Excerpts of pointing data
--*--

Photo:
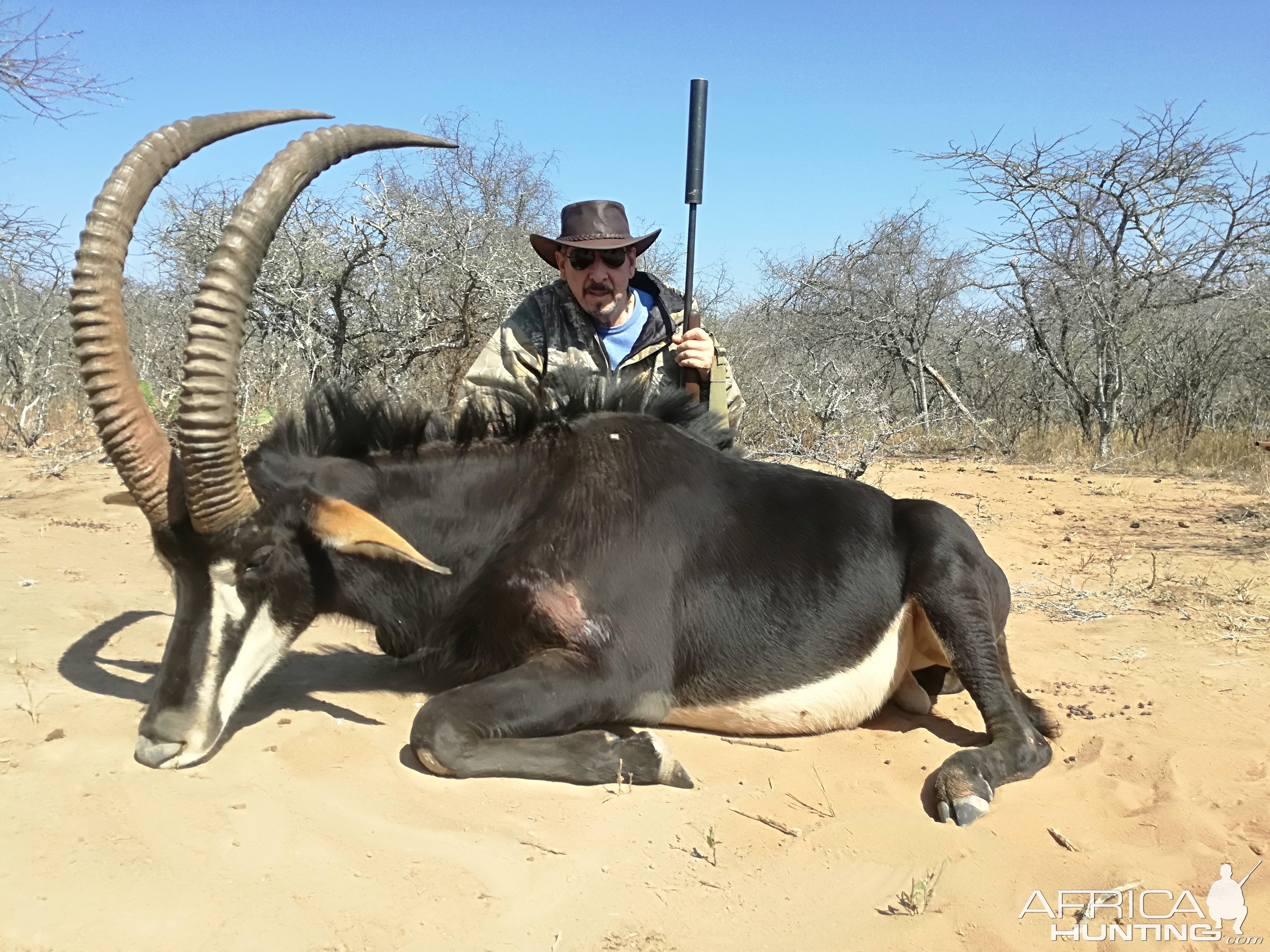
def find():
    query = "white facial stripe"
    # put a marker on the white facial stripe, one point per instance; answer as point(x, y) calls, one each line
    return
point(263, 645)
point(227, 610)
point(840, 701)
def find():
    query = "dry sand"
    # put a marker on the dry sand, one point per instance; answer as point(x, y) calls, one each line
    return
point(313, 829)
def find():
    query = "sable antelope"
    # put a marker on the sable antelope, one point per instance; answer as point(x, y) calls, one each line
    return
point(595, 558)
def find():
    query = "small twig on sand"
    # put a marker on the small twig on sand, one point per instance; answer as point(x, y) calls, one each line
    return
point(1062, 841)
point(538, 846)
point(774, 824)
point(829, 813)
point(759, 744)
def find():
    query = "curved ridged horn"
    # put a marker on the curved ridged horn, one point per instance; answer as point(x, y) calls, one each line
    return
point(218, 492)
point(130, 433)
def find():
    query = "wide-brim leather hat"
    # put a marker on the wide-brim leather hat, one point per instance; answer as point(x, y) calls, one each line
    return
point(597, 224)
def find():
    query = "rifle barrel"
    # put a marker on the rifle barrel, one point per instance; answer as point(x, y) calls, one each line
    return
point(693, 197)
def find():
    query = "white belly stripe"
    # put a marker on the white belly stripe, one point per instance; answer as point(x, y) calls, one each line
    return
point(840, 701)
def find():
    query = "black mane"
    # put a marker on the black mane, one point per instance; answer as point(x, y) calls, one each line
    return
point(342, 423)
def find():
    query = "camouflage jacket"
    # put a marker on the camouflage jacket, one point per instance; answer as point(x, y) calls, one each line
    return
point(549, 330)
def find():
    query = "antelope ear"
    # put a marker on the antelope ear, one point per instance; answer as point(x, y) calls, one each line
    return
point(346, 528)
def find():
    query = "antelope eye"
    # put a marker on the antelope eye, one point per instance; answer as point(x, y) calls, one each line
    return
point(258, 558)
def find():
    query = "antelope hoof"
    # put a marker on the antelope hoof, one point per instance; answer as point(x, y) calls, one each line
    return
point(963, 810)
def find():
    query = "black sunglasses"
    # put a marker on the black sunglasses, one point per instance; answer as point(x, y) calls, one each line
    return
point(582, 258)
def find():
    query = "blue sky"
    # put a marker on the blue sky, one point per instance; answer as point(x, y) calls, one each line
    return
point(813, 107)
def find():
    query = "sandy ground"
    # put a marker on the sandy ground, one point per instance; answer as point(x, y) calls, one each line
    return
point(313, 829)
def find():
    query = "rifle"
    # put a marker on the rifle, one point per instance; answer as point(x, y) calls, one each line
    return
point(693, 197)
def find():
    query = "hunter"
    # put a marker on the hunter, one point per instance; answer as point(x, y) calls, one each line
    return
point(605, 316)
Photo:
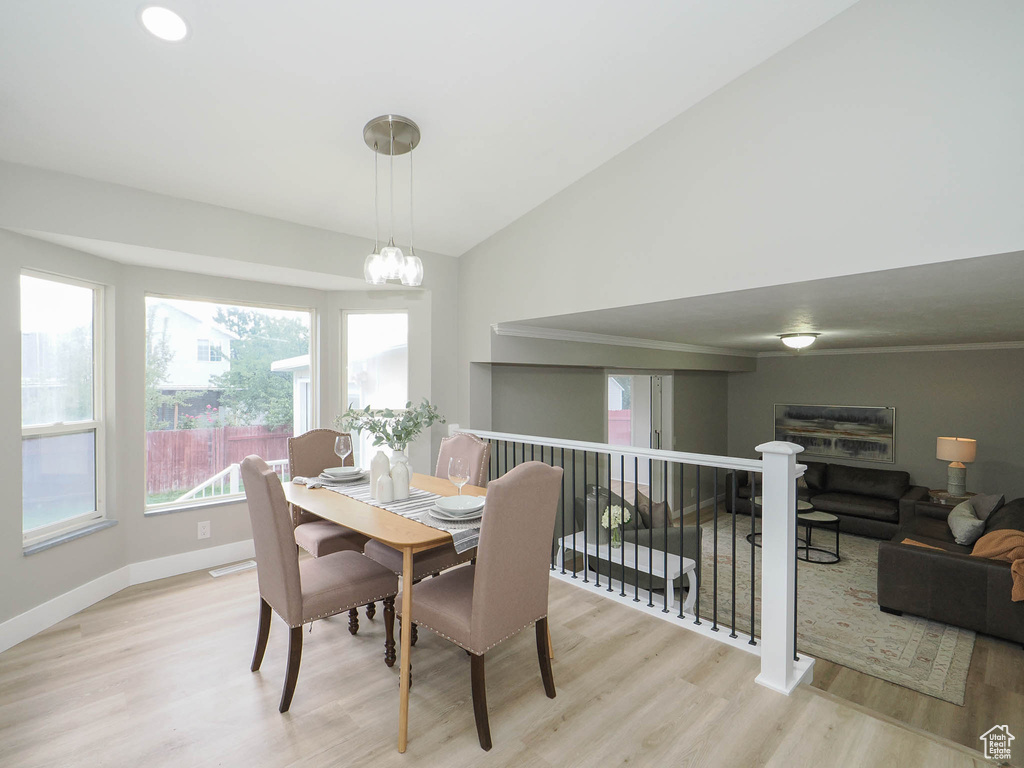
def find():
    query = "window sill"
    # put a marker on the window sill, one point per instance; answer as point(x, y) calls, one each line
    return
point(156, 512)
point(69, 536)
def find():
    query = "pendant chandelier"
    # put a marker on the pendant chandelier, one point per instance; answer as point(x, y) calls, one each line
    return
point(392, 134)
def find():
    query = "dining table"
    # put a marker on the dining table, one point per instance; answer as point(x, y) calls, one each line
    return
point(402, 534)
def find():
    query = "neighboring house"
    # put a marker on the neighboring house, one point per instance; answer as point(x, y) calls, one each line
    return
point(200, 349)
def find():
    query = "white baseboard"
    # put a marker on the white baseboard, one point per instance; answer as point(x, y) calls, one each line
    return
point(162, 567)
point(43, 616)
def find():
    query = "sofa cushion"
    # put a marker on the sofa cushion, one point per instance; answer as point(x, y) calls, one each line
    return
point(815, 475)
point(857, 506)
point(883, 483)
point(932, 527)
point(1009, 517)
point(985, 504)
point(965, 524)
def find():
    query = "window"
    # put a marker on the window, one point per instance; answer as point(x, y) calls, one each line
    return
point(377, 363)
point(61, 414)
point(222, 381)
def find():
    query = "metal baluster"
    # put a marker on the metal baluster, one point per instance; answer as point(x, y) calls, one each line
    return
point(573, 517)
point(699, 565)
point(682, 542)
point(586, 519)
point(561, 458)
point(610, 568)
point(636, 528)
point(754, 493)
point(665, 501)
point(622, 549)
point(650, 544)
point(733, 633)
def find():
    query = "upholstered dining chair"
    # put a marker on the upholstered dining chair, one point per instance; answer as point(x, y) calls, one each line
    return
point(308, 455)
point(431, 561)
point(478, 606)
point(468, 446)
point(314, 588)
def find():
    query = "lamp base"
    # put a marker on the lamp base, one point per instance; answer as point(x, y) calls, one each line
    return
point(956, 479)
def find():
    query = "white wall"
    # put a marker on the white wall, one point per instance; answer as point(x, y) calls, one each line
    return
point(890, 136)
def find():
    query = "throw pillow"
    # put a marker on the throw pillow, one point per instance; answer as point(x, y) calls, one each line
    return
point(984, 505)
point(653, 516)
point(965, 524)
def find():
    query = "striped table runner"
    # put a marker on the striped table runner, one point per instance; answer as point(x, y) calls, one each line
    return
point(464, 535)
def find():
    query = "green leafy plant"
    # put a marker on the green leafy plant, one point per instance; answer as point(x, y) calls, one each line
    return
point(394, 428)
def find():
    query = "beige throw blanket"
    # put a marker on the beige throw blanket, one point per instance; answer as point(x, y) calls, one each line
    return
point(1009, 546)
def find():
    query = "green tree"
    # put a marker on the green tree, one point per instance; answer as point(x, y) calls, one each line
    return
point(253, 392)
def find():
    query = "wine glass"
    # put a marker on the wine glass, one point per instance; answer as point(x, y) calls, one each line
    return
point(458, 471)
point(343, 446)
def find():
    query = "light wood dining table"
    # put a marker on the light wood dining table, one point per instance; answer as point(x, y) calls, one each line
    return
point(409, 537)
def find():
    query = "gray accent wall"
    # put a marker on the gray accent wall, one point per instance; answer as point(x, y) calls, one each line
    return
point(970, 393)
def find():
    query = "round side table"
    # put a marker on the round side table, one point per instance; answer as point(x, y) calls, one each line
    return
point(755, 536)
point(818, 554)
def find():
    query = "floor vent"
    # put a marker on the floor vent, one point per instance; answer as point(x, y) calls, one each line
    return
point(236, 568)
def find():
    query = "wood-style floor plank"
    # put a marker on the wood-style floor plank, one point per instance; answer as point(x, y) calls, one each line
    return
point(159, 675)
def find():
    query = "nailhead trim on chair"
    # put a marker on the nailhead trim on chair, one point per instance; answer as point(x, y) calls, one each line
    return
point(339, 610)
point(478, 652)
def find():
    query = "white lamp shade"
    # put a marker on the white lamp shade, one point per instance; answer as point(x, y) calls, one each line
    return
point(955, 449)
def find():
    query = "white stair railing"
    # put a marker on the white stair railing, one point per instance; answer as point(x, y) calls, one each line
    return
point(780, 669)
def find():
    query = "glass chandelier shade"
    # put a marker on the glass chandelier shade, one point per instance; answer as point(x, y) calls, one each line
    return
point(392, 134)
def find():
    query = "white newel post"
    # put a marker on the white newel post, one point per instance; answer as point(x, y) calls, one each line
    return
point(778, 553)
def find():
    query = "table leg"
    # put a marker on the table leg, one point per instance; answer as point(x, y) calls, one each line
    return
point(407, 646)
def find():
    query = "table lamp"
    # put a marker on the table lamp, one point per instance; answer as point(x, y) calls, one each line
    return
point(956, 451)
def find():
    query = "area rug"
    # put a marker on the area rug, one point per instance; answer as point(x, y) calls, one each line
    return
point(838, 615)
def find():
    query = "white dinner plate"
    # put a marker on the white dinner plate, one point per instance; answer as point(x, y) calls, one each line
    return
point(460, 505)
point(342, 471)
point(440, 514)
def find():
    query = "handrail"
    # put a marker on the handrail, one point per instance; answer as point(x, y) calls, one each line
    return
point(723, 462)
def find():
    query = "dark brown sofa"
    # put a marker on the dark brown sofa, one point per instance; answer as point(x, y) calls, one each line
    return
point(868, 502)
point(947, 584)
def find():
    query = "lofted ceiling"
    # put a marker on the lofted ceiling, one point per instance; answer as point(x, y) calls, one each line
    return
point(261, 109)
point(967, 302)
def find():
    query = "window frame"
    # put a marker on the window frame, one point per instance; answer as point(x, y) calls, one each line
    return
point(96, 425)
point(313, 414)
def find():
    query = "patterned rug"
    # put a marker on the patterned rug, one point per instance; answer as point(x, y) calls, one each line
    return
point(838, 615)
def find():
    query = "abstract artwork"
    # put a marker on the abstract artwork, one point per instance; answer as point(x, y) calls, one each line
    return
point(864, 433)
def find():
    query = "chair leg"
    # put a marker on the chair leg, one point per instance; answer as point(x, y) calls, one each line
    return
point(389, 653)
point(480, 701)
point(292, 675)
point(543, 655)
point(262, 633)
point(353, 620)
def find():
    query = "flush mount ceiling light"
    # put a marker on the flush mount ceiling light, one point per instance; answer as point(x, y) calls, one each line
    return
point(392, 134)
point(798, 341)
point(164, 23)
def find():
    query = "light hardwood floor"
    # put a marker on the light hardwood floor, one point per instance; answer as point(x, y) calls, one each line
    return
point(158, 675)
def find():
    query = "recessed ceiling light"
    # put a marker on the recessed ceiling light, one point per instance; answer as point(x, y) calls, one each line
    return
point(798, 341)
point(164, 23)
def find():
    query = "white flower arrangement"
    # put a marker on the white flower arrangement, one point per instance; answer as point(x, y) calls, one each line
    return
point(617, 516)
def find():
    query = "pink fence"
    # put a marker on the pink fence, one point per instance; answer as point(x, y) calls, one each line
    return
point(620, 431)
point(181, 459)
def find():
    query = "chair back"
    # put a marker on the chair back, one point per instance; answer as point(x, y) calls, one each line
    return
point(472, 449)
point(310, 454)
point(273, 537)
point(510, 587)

--*--

Set exercise> Please copy out, word for word, the lines above from the very first one through the line containing "point(346, 528)", including both ends. Leave the pictures out.

Written response>
Photo:
def find():
    query = "white facial stripe"
    # put a marker on the white facial stripe, one point per instance; answer as point(x, y) calls, one each line
    return
point(263, 645)
point(227, 610)
point(840, 701)
def find():
    query = "dry sand"
    # put a marker on the dry sand, one point per instance; answer as point(x, y) calls, one each line
    return
point(313, 829)
def find():
    query = "sable antelope"
    # put a marker on the sable antelope, one point per instance; answer as point(x, y) calls, one each line
    return
point(595, 558)
def find():
    query = "small twig on sand"
    # put a marker on the small twig on sand, one point per instance; answer as point(x, y) calls, one each line
    return
point(1062, 841)
point(538, 846)
point(774, 824)
point(829, 813)
point(759, 744)
def find():
    query = "curved ridged horn"
    # put a marker on the curved ridged horn, one point per instance; answer as point(x, y) calls, one each line
    return
point(218, 492)
point(130, 433)
def find():
    query = "wide-brim leather hat"
    # put a marker on the wide-brim leather hat, one point per instance; answer as point(x, y) calls, one each line
    return
point(597, 224)
def find():
    query = "rifle barrel"
    # put a marker on the rifle barrel, one point per instance; answer as point(x, y) calls, one each line
    return
point(693, 197)
def find():
    query = "white belly stripe"
    # put a marker on the white belly stripe, one point per instance; answer as point(x, y) calls, one each line
    return
point(840, 701)
def find():
    query = "black mane"
    # put a marker on the black mane, one point per instance; answer as point(x, y) calls, one each line
    return
point(342, 423)
def find():
    query = "camouflage jacket"
    # put a marker on the camouflage jacket, one point per instance; answer as point(x, y) calls, one each line
    return
point(549, 330)
def find():
    query = "antelope ear"
    # put a marker on the antelope ear, one point per instance; answer as point(x, y) calls, one each line
    return
point(346, 528)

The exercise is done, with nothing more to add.